§ **SET TASK**
Extract the line that contains "of the graffiti-painted" and every line after it to the end of the records below, exactly as written and nothing else.

— START SUPPLIED DATA —

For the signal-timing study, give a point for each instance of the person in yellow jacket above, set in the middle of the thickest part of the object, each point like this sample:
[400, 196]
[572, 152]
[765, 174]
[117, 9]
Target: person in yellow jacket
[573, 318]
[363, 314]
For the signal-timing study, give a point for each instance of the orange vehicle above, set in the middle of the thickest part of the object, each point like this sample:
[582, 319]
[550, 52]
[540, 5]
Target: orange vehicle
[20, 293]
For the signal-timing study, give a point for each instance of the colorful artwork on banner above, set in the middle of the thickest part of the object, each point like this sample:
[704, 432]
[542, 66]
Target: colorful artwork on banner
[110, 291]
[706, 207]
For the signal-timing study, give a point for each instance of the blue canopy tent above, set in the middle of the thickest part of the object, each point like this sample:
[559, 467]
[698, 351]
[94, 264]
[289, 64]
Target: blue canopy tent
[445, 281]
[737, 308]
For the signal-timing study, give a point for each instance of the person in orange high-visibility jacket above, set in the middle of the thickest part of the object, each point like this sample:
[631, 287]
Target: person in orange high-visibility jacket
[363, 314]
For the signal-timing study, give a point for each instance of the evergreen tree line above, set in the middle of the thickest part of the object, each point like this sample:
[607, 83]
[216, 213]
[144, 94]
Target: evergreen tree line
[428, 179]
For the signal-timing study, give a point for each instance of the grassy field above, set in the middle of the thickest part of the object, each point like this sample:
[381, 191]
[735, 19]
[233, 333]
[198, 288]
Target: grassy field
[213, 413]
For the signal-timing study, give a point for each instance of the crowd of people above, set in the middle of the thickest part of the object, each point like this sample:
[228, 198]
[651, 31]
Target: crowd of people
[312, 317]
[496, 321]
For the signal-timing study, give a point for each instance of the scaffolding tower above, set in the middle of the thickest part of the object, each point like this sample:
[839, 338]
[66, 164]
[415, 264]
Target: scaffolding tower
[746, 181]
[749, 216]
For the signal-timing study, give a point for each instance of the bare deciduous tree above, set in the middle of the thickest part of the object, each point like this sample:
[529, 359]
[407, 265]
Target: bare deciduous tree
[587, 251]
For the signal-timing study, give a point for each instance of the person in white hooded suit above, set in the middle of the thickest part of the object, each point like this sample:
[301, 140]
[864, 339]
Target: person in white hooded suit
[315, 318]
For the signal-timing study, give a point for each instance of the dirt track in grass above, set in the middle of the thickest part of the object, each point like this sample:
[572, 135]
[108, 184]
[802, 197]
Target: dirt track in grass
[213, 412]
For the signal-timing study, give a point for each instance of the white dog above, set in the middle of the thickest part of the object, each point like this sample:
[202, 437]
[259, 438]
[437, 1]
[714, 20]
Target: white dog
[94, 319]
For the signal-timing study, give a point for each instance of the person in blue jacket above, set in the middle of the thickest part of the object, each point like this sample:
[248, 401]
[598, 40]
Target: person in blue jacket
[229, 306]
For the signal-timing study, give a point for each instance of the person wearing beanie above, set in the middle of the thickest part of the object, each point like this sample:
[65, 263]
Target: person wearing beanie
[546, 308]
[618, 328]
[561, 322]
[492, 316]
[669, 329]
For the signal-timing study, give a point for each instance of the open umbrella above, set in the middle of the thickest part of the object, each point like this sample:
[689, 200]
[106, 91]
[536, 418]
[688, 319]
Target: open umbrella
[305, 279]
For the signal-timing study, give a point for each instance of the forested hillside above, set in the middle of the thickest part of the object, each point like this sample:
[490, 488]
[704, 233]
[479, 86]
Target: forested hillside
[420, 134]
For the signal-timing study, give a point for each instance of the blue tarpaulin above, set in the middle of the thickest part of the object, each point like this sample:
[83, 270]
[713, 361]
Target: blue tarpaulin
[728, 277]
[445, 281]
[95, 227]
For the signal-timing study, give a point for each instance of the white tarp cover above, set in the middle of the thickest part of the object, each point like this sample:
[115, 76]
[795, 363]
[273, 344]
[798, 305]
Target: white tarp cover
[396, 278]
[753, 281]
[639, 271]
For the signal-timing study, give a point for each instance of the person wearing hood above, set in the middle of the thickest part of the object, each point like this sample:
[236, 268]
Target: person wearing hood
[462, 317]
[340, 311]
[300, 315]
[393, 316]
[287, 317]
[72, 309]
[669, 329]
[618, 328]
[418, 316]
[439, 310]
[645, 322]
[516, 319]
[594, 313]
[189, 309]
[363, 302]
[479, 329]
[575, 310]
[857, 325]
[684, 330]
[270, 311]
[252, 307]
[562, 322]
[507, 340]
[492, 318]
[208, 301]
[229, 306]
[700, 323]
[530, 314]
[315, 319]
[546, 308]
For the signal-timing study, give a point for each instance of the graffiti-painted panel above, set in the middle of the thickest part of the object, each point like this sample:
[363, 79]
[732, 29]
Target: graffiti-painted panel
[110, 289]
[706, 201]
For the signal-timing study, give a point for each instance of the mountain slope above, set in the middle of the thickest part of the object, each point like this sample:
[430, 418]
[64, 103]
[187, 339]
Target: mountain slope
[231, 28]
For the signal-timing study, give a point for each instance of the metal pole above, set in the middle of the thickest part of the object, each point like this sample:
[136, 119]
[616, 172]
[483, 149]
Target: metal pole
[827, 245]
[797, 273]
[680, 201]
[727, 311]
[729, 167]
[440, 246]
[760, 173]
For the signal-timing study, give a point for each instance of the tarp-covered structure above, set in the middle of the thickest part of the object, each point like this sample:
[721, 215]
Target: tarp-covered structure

— END SUPPLIED DATA —

§ **SOLUTION TO THIS EXERCISE**
For the signal-timing study, give a point for each instance of the graffiti-painted panel above, set in the middle of the thickest part of the object, each point like this sample:
[363, 79]
[732, 29]
Target: graffiti-painted panel
[110, 289]
[706, 201]
For the signal-timing study, give a point for each instance of the mountain slope above, set in the middle of the thickest part of the object, each point like this sample:
[430, 418]
[64, 103]
[187, 339]
Target: mountain slope
[231, 28]
For the signal-timing study, give a point for each instance of the metal pole above, set in the middle of the thickest part of the object, each point like this sample:
[136, 119]
[616, 172]
[483, 149]
Target: metal pole
[827, 245]
[797, 273]
[680, 201]
[727, 311]
[729, 167]
[440, 246]
[760, 173]
For the signal-timing study, give a point for each instance of the tarp-covered structure above, set in the middle of the thickest part of the object, each point like this sample:
[721, 215]
Target: tarp-covered structure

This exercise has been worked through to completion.